§ Your objective
Show every line of the records below that contains the word "cygnet".

----------

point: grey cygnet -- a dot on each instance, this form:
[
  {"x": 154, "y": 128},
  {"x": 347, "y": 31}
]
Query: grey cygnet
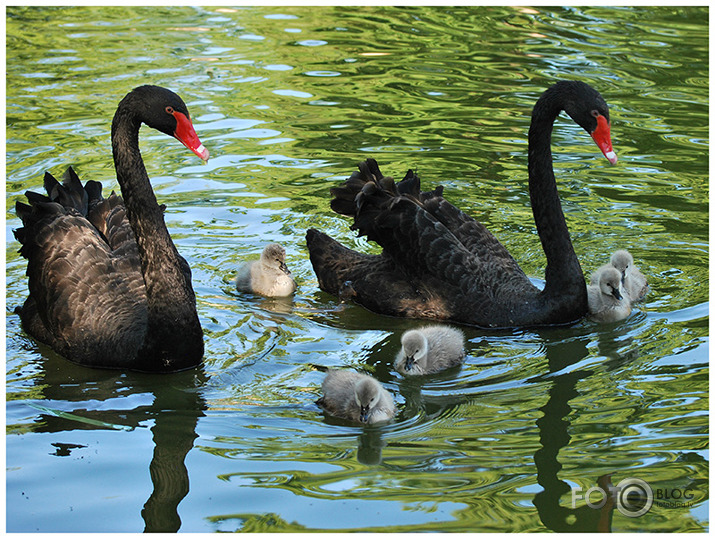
[
  {"x": 356, "y": 397},
  {"x": 268, "y": 276},
  {"x": 430, "y": 349},
  {"x": 607, "y": 300}
]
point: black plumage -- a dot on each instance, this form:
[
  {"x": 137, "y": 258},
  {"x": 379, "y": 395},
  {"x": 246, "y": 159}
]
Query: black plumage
[
  {"x": 437, "y": 262},
  {"x": 107, "y": 286}
]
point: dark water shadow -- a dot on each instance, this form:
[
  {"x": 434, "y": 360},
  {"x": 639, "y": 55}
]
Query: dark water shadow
[
  {"x": 562, "y": 351},
  {"x": 174, "y": 411}
]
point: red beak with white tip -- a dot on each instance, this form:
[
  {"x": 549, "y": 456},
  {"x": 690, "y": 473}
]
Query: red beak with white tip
[
  {"x": 186, "y": 134},
  {"x": 602, "y": 137}
]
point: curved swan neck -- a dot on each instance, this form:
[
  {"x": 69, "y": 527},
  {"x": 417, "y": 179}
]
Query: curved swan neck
[
  {"x": 173, "y": 327},
  {"x": 143, "y": 211},
  {"x": 563, "y": 268}
]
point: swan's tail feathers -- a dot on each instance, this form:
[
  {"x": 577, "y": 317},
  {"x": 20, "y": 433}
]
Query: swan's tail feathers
[
  {"x": 367, "y": 193},
  {"x": 40, "y": 210},
  {"x": 349, "y": 198},
  {"x": 336, "y": 266},
  {"x": 69, "y": 193}
]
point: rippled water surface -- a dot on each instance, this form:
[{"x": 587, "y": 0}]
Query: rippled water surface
[{"x": 289, "y": 100}]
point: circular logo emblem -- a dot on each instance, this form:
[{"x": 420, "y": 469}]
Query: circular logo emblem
[{"x": 634, "y": 497}]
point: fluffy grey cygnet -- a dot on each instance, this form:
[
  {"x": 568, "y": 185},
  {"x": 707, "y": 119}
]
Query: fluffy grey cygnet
[
  {"x": 430, "y": 349},
  {"x": 268, "y": 276},
  {"x": 607, "y": 300},
  {"x": 356, "y": 397},
  {"x": 634, "y": 281}
]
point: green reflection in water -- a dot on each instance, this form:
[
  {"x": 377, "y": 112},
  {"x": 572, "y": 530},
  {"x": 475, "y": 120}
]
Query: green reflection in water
[{"x": 288, "y": 100}]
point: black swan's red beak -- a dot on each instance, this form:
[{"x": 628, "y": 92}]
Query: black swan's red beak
[
  {"x": 186, "y": 134},
  {"x": 602, "y": 137}
]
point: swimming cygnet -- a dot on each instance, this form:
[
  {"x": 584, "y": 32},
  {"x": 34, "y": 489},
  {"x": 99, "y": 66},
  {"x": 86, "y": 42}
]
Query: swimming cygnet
[
  {"x": 430, "y": 349},
  {"x": 634, "y": 281},
  {"x": 607, "y": 300},
  {"x": 356, "y": 397},
  {"x": 268, "y": 276}
]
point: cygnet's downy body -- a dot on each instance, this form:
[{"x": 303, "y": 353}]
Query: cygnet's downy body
[
  {"x": 607, "y": 300},
  {"x": 634, "y": 282},
  {"x": 268, "y": 276},
  {"x": 356, "y": 397},
  {"x": 430, "y": 349}
]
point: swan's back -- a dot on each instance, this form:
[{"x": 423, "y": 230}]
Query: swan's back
[
  {"x": 434, "y": 256},
  {"x": 87, "y": 300}
]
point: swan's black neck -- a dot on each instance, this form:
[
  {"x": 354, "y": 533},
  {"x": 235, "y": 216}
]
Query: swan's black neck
[
  {"x": 174, "y": 337},
  {"x": 564, "y": 278}
]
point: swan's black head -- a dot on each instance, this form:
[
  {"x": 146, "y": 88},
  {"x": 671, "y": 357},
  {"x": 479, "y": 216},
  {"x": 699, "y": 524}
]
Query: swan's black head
[
  {"x": 589, "y": 110},
  {"x": 163, "y": 110}
]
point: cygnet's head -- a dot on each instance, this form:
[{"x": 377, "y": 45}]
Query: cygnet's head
[
  {"x": 621, "y": 260},
  {"x": 367, "y": 395},
  {"x": 610, "y": 283},
  {"x": 415, "y": 348},
  {"x": 273, "y": 257}
]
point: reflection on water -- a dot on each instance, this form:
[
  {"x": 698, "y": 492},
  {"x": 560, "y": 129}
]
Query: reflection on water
[{"x": 288, "y": 100}]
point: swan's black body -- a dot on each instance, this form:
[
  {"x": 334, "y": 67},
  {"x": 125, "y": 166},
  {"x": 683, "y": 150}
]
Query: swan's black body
[
  {"x": 107, "y": 285},
  {"x": 439, "y": 263}
]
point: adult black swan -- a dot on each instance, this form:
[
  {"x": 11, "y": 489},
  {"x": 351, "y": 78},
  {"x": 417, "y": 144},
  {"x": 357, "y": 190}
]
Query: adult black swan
[
  {"x": 107, "y": 286},
  {"x": 438, "y": 262}
]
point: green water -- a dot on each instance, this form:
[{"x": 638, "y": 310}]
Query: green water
[{"x": 288, "y": 100}]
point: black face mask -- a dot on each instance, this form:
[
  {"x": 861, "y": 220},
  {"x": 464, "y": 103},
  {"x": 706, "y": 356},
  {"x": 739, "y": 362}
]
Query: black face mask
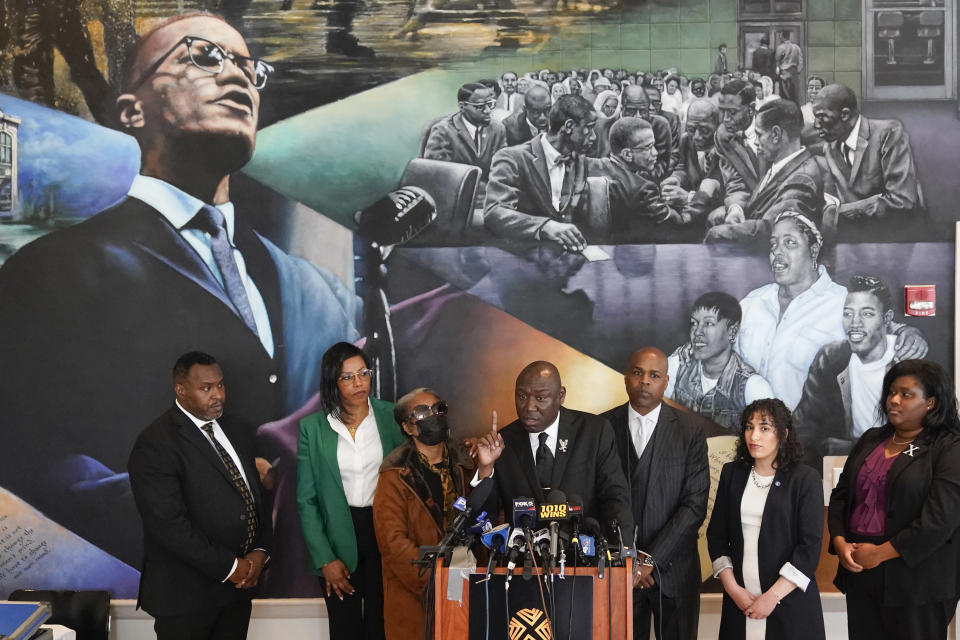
[{"x": 433, "y": 430}]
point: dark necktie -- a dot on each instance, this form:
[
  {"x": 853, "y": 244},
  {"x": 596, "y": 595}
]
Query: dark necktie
[
  {"x": 544, "y": 462},
  {"x": 241, "y": 486},
  {"x": 211, "y": 220},
  {"x": 566, "y": 188}
]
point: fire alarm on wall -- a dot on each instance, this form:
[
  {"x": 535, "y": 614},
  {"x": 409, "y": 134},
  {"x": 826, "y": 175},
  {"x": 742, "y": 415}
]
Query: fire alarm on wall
[{"x": 920, "y": 300}]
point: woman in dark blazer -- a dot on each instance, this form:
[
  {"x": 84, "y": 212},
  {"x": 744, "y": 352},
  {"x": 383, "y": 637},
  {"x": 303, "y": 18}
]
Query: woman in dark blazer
[
  {"x": 765, "y": 532},
  {"x": 894, "y": 516},
  {"x": 339, "y": 455}
]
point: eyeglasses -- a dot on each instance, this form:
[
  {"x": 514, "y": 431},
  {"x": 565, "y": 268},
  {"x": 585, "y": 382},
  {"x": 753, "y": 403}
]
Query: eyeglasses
[
  {"x": 209, "y": 56},
  {"x": 422, "y": 411},
  {"x": 363, "y": 374},
  {"x": 866, "y": 281},
  {"x": 489, "y": 105}
]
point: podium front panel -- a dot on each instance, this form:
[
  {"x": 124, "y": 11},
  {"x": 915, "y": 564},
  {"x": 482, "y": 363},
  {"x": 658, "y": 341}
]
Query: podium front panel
[{"x": 534, "y": 614}]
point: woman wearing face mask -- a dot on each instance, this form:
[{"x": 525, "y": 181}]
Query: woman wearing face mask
[
  {"x": 339, "y": 455},
  {"x": 765, "y": 533},
  {"x": 894, "y": 515},
  {"x": 419, "y": 483}
]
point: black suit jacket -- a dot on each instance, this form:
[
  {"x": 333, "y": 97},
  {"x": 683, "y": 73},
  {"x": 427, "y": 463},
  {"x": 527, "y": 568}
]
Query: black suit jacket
[
  {"x": 518, "y": 200},
  {"x": 588, "y": 468},
  {"x": 517, "y": 128},
  {"x": 667, "y": 151},
  {"x": 923, "y": 517},
  {"x": 113, "y": 301},
  {"x": 676, "y": 496},
  {"x": 193, "y": 517},
  {"x": 791, "y": 530}
]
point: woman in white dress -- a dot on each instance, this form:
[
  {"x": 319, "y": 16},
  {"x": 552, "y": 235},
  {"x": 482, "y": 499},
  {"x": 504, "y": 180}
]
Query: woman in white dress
[{"x": 765, "y": 533}]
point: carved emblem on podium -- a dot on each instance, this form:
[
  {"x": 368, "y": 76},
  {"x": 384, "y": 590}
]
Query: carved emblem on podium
[{"x": 530, "y": 624}]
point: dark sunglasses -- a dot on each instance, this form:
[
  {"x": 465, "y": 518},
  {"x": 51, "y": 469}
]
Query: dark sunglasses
[{"x": 422, "y": 411}]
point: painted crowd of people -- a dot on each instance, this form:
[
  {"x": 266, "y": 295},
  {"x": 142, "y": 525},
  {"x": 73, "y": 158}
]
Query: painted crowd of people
[{"x": 604, "y": 156}]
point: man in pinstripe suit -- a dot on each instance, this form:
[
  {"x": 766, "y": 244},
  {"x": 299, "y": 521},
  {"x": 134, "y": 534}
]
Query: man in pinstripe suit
[{"x": 664, "y": 456}]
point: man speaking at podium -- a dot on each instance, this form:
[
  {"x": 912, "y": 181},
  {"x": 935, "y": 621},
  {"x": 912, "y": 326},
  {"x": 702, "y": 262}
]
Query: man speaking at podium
[
  {"x": 550, "y": 447},
  {"x": 664, "y": 455}
]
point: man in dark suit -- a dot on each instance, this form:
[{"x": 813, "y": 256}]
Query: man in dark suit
[
  {"x": 636, "y": 204},
  {"x": 206, "y": 530},
  {"x": 740, "y": 166},
  {"x": 763, "y": 59},
  {"x": 636, "y": 104},
  {"x": 655, "y": 97},
  {"x": 696, "y": 184},
  {"x": 794, "y": 180},
  {"x": 871, "y": 162},
  {"x": 538, "y": 190},
  {"x": 150, "y": 278},
  {"x": 469, "y": 136},
  {"x": 530, "y": 121},
  {"x": 663, "y": 453},
  {"x": 550, "y": 447}
]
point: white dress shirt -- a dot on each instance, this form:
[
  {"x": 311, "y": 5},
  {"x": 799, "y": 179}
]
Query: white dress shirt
[
  {"x": 782, "y": 349},
  {"x": 555, "y": 169},
  {"x": 179, "y": 208},
  {"x": 221, "y": 438},
  {"x": 359, "y": 460},
  {"x": 777, "y": 166},
  {"x": 228, "y": 447},
  {"x": 552, "y": 432},
  {"x": 851, "y": 142},
  {"x": 642, "y": 427},
  {"x": 866, "y": 387}
]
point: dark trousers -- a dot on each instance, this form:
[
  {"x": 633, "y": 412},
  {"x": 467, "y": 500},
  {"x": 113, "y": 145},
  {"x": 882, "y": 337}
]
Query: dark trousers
[
  {"x": 360, "y": 616},
  {"x": 216, "y": 623},
  {"x": 869, "y": 619},
  {"x": 678, "y": 617}
]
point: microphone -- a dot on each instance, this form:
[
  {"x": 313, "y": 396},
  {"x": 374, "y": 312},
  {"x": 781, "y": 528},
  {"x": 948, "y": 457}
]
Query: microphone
[
  {"x": 467, "y": 508},
  {"x": 516, "y": 544},
  {"x": 397, "y": 217},
  {"x": 524, "y": 513},
  {"x": 496, "y": 540},
  {"x": 591, "y": 525},
  {"x": 554, "y": 533}
]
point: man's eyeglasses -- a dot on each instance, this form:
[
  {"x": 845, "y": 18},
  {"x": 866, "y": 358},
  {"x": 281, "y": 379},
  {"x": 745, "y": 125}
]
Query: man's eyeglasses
[
  {"x": 209, "y": 56},
  {"x": 363, "y": 374},
  {"x": 488, "y": 105},
  {"x": 422, "y": 411}
]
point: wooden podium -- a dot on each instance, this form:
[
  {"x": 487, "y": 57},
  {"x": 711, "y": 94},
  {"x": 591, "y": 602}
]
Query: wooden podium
[{"x": 614, "y": 592}]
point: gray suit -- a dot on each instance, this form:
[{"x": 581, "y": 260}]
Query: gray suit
[
  {"x": 519, "y": 199},
  {"x": 882, "y": 181},
  {"x": 674, "y": 492},
  {"x": 449, "y": 140}
]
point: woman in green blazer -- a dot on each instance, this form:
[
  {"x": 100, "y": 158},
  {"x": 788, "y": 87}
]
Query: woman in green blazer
[{"x": 339, "y": 455}]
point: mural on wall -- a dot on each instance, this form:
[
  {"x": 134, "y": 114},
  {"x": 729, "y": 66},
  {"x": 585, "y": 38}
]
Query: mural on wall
[{"x": 535, "y": 180}]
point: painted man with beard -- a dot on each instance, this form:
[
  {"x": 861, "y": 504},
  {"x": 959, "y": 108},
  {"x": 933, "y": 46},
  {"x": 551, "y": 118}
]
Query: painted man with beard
[
  {"x": 706, "y": 375},
  {"x": 842, "y": 391}
]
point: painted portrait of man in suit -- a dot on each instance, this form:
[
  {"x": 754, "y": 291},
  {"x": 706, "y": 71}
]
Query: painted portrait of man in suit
[{"x": 111, "y": 299}]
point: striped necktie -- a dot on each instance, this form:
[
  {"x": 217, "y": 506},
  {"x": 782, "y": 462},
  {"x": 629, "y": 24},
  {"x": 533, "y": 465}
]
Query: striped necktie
[{"x": 250, "y": 509}]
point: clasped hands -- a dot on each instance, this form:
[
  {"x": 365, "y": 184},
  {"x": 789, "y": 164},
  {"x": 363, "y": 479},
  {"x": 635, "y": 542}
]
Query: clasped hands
[
  {"x": 248, "y": 570},
  {"x": 857, "y": 556}
]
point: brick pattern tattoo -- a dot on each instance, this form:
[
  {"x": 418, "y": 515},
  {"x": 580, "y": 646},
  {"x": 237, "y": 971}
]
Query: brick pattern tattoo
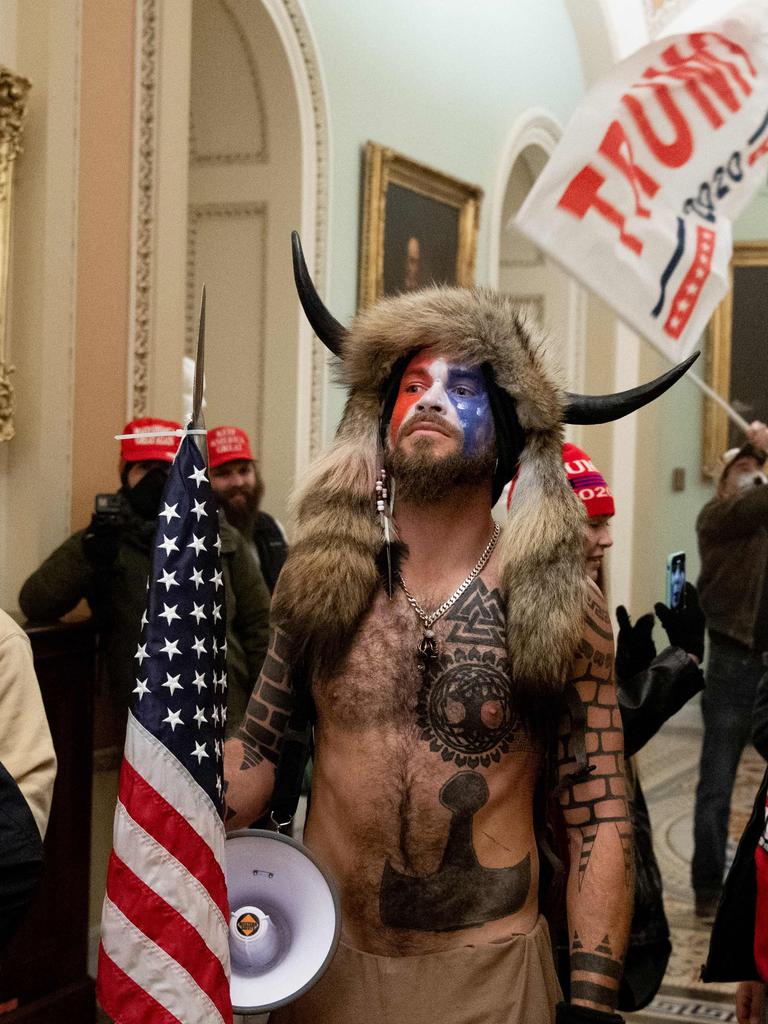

----------

§ Result
point: grey cygnet -- a dot on each instance, this form:
Query: grey cygnet
point: fluffy grey cygnet -- a dot on each instance, this form:
Query: fluffy grey cygnet
point: swimming cygnet -- a dot on each instance, this form:
Query: swimming cygnet
point: cygnet's downy body -- a dot on each instance, this form:
Query: cygnet's downy body
point: cygnet's head -- a dot on each instance, this form:
Query: cygnet's head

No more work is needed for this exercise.